→ **TEXT SEGMENT**
NOTES TO CONSOLIDATED FINANCIAL STATEMENTS

 

NOTE A—BASIS OF PRESENTATION

 

The accompanying unaudited financial statements have been prepared in accordance with generally accepted accounting principles for interim financial information and with the instructions to Form 10-Q and Article 10 of Regulation S-X. Accordingly, they do not include all of the information and footnotes required by generally accepted accounting principles for complete financial statements. In the opinion of management, all adjustments (consisting of normal recurring accruals) considered necessary for a fair presentation have been included. Operating results for the six-month period ended October 31, 2003 are not necessarily indicative of the results that may be expected for the year ended April 30, 2004. The unaudited financial statements should be read in conjunction with the financial statements and footnotes thereto included in the Company’s Annual Report on Form 10-K for the year ended April 30, 2003.

 

NOTE B—NEW ACCOUNTING PRONOUNCEMENTS

 

In January 2003, the FASB issued Interpretation No. 46 (“FIN 46”), “Consolidation of Variable Interest Entities,” which clarifies the application of Accounting Research Bulletin No. 51, “Consolidated Financial Statements.” FIN 46 requires that a Company that has a controlling financial interest in a variable interest entity consolidate the assets, liabilities and results of operations of the variable interest entity in the Company’s consolidated financial statements. The Company will be required to adopt this statement as of January 31, 2004. The adoption of FIN 46 will have no impact on the Company’s consolidated financial statements.

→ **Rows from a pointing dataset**
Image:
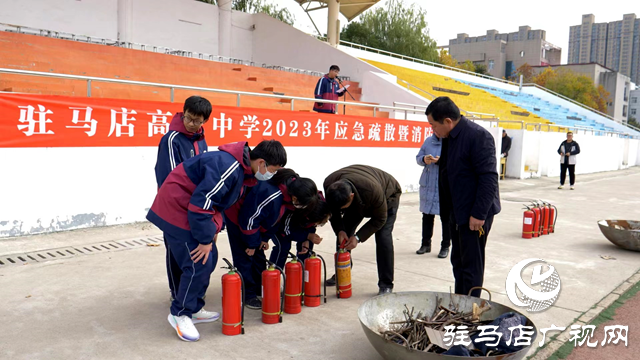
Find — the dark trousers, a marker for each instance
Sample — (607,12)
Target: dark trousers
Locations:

→ **LIST OF TASKS**
- a) Return the pointing dataset rows word for word, leaving out the pictures.
- b) Please write the next part of the notes to the consolidated financial statements, starting after the last sentence shown.

→ **RESPONSES PER TASK**
- a)
Image:
Find — the dark trousers, a marker for each instance
Sample — (607,12)
Target: dark trousers
Locations:

- b)
In April 2003, the FASB issued Statement No. 149 (FAS 149), “Amendment of Statement 133 on Derivative Instruments and Hedging Activities.” FAS 149 amends and clarifies financial accounting and reporting for derivative instruments, including certain derivative instruments embedded in other contracts (collectively referred to as derivatives) and for hedging activities under FASB Statement No. 133, “Accounting for Derivative Instruments and Hedging.” The Company did not have any derivative instruments or hedging activities other than interest rate swaps during the three months ended October 31, 2003. The Company was required to adopt this statement as of May 1, 2003. The adoption of FAS 149 had no impact on the Company’s consolidated financial statements.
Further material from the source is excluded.